What is expected >>
Starting at the line with "of the silver", transcribe each line through the final one, both included, and add nothing.

(Coordinate labeling data)
++++++++

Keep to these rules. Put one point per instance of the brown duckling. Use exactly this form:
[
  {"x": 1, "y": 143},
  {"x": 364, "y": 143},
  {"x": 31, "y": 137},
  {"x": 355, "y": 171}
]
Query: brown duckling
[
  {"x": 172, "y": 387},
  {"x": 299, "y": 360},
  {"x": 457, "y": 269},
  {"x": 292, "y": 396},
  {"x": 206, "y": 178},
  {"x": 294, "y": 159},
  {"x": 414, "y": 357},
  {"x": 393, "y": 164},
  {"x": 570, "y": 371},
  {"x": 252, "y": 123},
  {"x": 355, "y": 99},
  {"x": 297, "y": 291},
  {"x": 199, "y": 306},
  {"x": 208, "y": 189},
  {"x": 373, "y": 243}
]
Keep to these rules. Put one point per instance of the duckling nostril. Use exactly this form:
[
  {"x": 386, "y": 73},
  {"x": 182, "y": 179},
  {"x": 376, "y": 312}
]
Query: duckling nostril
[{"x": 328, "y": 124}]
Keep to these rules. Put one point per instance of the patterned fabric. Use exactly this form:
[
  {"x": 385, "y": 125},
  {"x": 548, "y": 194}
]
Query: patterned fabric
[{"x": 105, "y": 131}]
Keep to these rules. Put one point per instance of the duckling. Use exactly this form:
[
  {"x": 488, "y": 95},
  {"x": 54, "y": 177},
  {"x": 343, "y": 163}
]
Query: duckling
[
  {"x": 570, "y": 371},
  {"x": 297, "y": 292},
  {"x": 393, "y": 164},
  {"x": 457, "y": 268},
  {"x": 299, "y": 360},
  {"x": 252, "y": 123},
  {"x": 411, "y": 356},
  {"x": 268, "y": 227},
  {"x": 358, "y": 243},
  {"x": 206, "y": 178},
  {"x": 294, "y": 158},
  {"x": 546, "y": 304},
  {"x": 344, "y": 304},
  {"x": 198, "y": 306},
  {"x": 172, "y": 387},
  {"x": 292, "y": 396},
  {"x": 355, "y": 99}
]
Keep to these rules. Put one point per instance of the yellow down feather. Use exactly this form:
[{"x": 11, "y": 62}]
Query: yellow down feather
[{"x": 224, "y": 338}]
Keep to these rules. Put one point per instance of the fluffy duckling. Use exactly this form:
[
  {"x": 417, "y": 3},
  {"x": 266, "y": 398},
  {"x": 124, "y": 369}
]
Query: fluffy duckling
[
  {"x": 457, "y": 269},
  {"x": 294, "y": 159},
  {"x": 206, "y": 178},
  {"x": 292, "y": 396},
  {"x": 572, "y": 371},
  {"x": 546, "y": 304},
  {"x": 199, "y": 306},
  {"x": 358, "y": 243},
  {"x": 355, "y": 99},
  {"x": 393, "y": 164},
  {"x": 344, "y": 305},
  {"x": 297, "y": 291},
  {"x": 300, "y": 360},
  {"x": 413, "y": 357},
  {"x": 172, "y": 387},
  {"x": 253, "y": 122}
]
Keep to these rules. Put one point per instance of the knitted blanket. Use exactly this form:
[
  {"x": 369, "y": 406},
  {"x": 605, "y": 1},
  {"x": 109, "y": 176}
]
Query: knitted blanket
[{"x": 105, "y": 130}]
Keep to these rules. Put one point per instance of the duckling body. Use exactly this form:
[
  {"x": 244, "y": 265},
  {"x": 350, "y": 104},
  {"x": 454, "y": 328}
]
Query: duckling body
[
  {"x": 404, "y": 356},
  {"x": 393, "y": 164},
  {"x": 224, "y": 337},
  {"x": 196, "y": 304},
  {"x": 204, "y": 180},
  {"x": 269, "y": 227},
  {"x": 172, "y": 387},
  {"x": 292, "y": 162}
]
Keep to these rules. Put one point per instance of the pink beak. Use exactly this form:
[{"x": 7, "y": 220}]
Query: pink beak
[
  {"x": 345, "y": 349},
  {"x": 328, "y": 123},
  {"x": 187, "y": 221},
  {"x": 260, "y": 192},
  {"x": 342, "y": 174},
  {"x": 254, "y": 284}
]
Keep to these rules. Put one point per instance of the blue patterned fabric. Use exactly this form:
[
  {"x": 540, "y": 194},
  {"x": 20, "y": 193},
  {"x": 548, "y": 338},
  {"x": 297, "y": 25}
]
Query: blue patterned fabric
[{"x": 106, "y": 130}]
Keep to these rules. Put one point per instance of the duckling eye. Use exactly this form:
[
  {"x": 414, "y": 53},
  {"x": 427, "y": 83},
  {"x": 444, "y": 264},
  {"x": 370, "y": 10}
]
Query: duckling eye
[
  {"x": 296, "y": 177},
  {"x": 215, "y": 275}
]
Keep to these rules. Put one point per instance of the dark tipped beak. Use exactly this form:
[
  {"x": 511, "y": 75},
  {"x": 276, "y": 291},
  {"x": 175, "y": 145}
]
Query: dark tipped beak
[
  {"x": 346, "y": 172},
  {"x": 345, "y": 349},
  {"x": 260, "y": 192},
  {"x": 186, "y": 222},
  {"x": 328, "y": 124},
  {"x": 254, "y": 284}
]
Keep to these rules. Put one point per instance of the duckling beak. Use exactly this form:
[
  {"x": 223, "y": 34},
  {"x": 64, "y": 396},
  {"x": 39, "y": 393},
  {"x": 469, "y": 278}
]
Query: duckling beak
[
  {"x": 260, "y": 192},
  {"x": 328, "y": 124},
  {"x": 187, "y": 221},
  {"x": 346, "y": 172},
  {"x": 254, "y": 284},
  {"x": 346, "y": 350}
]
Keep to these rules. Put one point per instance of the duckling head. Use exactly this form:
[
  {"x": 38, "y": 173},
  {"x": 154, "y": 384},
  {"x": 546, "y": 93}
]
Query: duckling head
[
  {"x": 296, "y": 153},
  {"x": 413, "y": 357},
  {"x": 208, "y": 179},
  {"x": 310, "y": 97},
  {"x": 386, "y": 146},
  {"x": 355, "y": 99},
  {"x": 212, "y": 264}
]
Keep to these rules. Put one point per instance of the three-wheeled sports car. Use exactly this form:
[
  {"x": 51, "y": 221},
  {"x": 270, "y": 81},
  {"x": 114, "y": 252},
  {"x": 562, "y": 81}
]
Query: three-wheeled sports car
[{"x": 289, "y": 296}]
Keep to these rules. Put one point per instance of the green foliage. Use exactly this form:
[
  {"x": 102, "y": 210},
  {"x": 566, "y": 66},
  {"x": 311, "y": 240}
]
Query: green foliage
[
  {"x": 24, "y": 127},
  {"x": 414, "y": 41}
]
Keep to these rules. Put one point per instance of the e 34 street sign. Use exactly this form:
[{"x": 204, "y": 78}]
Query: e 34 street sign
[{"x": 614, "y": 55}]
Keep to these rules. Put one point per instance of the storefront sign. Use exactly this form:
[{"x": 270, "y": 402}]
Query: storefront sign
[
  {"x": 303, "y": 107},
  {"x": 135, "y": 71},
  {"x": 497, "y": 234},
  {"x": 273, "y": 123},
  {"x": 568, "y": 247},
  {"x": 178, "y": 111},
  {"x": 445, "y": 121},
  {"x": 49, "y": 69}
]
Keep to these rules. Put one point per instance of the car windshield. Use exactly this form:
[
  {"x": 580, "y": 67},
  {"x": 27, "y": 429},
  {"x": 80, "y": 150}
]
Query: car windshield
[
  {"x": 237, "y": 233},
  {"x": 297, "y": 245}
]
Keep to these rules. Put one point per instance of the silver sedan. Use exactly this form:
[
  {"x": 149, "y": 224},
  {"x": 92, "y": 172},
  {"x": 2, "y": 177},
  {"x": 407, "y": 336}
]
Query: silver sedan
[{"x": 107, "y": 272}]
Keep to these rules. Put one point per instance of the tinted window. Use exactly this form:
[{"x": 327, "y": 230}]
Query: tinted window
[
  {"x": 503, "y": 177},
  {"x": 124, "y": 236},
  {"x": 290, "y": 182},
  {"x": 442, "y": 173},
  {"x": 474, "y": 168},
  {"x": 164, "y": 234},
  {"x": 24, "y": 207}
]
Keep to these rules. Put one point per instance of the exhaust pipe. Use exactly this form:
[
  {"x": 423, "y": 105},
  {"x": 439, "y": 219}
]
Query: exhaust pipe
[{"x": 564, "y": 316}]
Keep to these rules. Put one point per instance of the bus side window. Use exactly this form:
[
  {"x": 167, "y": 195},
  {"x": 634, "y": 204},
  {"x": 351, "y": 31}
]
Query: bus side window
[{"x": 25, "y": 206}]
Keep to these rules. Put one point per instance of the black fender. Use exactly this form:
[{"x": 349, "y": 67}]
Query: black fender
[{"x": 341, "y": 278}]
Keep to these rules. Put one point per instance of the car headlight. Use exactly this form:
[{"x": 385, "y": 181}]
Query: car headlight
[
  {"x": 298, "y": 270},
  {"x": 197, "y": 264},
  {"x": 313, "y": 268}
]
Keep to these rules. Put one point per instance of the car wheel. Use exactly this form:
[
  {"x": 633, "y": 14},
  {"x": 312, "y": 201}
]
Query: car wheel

++++++++

Written response >>
Keep to these rules. Put one point per instance of the silver sedan. Use exactly this form:
[
  {"x": 149, "y": 224},
  {"x": 92, "y": 172},
  {"x": 2, "y": 177},
  {"x": 407, "y": 336}
]
Query: silver sedan
[{"x": 107, "y": 272}]
Keep to these rules. Put one point per instance of the tinted window. Use exactly this form:
[{"x": 327, "y": 230}]
Query: tinted window
[
  {"x": 503, "y": 177},
  {"x": 124, "y": 236},
  {"x": 290, "y": 182},
  {"x": 442, "y": 173},
  {"x": 474, "y": 168},
  {"x": 164, "y": 234},
  {"x": 24, "y": 207}
]
Keep to these rules. Put one point per instance of the exhaust pipe. Use exactly this form:
[
  {"x": 423, "y": 105},
  {"x": 439, "y": 219}
]
Query: exhaust pipe
[{"x": 564, "y": 316}]
Keep to these rules. Put one point per instance of the bus side window. Use exactly this form:
[
  {"x": 167, "y": 195},
  {"x": 634, "y": 204},
  {"x": 351, "y": 31}
]
Query: bus side window
[{"x": 25, "y": 206}]
Keep to these rules. Put one point per instance of the black fender. Use exactly this form:
[{"x": 349, "y": 67}]
Query: black fender
[{"x": 341, "y": 278}]
Keep to these rules. Put one point per instance of the car headlight. Use exactly this form:
[{"x": 385, "y": 181}]
Query: car headlight
[
  {"x": 298, "y": 270},
  {"x": 197, "y": 264},
  {"x": 313, "y": 268}
]
Keep to these rules. Put one point per instance of the car wheel. Use exactly this form:
[
  {"x": 633, "y": 14},
  {"x": 312, "y": 201}
]
Query: car wheel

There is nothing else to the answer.